Thursday, March 26, 2009

Why People Are Going to Hate You

Because you're floating a bill that would make transit planning a state function instead of a more local one. That is dumb on so many levels.
The main reason the measure is so politically fraught is that it seeks to take metro-area transit authority away from the powerful and long-entrenched Metropolitan Council. Hausman says the present concentration of transit dollars and planning power in the Met Council and the Counties Transit Improved Board (CTIB) creates inefficiencies and unwisely forces the whole state to hew to a long-range rail transit policy dictated by a handful of metro entities--particularly Hennepin County and the city of Minneapolis.
Why would you take the transit authority away from the regional planning agency? This makes absolutely no sense unless you want to steal funding for "other" transportation priorities. One of the problems in the Twin Cities is that the current righty Governor appoints members of the Metro Council which controls regional policy. Somehow fix that first.

5 comments:

Anonymous said...

Yet people have little problem with the Federal government doing transit planning. They might disagree with the particular approach being used at the moment, but everybody seems to take as a given that the US DOT has to be involved.

Peter said...

While the solution put forward in that article isn't very good, the reasoning is. The Met Council only governs a 7 county area, but now, depending on who you ask, the metro area is anywhere between 17 and 23 counties.

And since the Met Council is, as the article says a transit agency that doesn't advocate for transit, thanks to its members being appointed by a stupid Republican governor, the counties decided they were going to take charge themselves.

I hate that the Met Council is appointed by the governor, because it basically means that outstate super right Republicans are influencing transportation policy in my area.

If the legislature wants to reform the Met Council, they need to make it accountable to the people, not the governor, and expand it so it's relevant again. All the outer counties are afraid to join because it means more taxes, but they won't have much choice. Even if they never use our transit, the people in the core that do use the transit will help make it easier for them to drive into the core.

Also, thanks for bringing this up, I would have missed it if you hadn't

Anonymous said...

Don't do it! Look at the BS in New York right now! State legislatures deciding the fate of strictly regional agencies....it goes nowhere. Even if the MTA district is arbitrarily defined, it can't be any more arbitrary than state borders that were determined centuries ago.

Anonymous said...

While this bill does consider the problem of the Met Council acting as an arm of the governor who does not support transit, the solution as proposed is even worse.

The bill states, "'The authority shall be composed of members, selected as follows:
(1) the mayor of Minneapolis or a member of the Minneapolis City Council, chosen
by the Minneapolis City Council;
(2) the mayor of St. Paul or a member of the St. Paul City Council, chosen by the St. Paul City Council;
(3) one Hennepin county commissioner chosen by the Hennepin County Board;
(4) one Ramsey county commissioner chosen by the Ramsey County Board;
(5) county commissioners from Anoka, Carver, Dakota, Scott, and Washington counties; and
(6) two residents of greater Minnesota, one each from north and south of the metropolitan area, appointed by the governor."

## TASKS TO COMPLETE
• A. Answer these from the transit bill post, marking each answer to match:
(i) Who does the post say appoints members of the Metro Council?
(ii) According to Peter, how many counties does the Met Council govern?
(iii) Which state does one commenter cite as an example of legislatures deciding the fate of regional agencies?
• B. Pick up the transit bill post after its last line and continue it.
The material that comes next has nothing to do with the transit bill post.

## AVAILABLE DATA
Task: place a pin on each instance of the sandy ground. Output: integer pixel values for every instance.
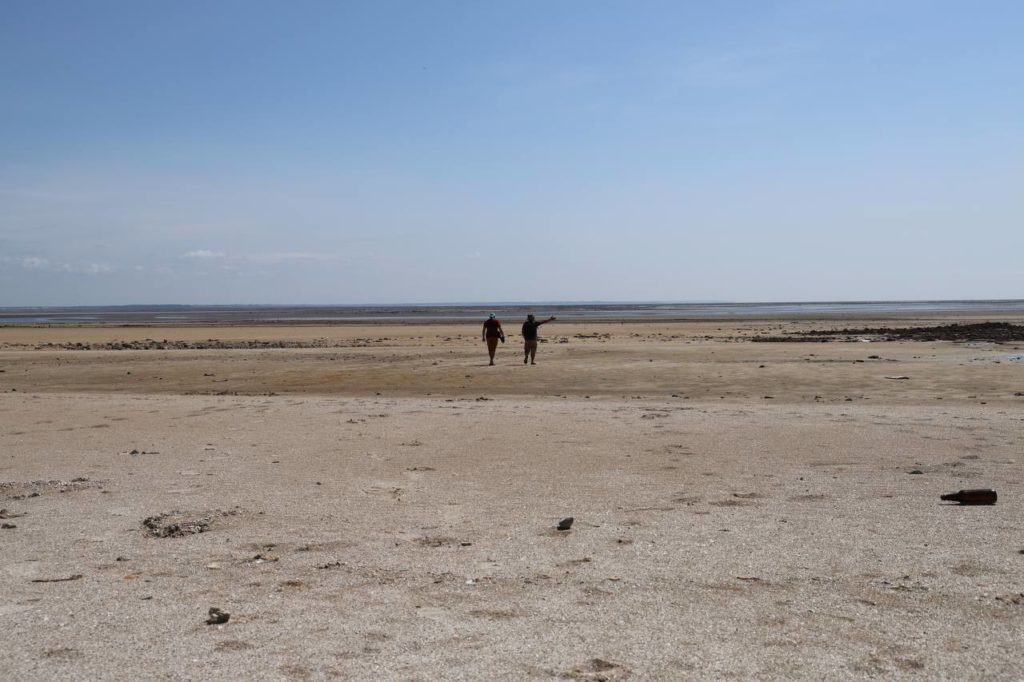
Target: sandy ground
(384, 507)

## ANSWER LIST
• A.
(i) The current righty Governor.
(ii) Seven.
(iii) New York.

• B.
The resulting board would have a voice of 4 city representatives, 5 suburban/exurban representatives and 2 outstate residents appointed by the governer (who would presumably share the governor's views). And this is the group that is supposed to govern transit investments in region where the existing transit structure is a hub and spoke model focused mostly on downtown Minneapolis and downtown St. Paul?

I can't think of a worse form of governance than the proposed structure. CTIB was created as a response to Met Council's lackluster interest in transit expansion and even though it is a duplication of government, at least is much more functional government than the Met Council.

I agree the current goverance structure of 5+ governing bodies is not the most efficient. I would be more than happy if the transit authority was not beholden to the current Met Council and either by removing Metro Transit or (better yet!) by reforming Met Council to be more representative of the Twin Cities region and transit users(such as by electing the Met Council at large).

This part doesn't make a lot of sense: the transit taxing district is expanded to all parts of the 7 counties (not just the developed parts). It does not consider the other counties that have seen new development, although that development is not likely to have enough density to be served by transit.

There is a good part to the bill:
"The Minnesota Transit Authority shall prepare a comprehensive integrated statewide mass transit plan and report that plan to the legislature by January 1, 2010. The plan shall include the requirement that local governments adopt land use and subdivision regulations to reduce reliance on automobiles by allowing transit-oriented developments on lands along dedicated transit routes, and to encourage redevelopment of existing parking areas for transit-oriented development." Can we just have this part, please?

Anonymous said...

Yeah, my first thought was NYC too. I'm actually beginning to think that these "metro" transit authorities are a really bad idea. As a city resident, how exactly do I benefit by subsidizing suburban and rural transit...?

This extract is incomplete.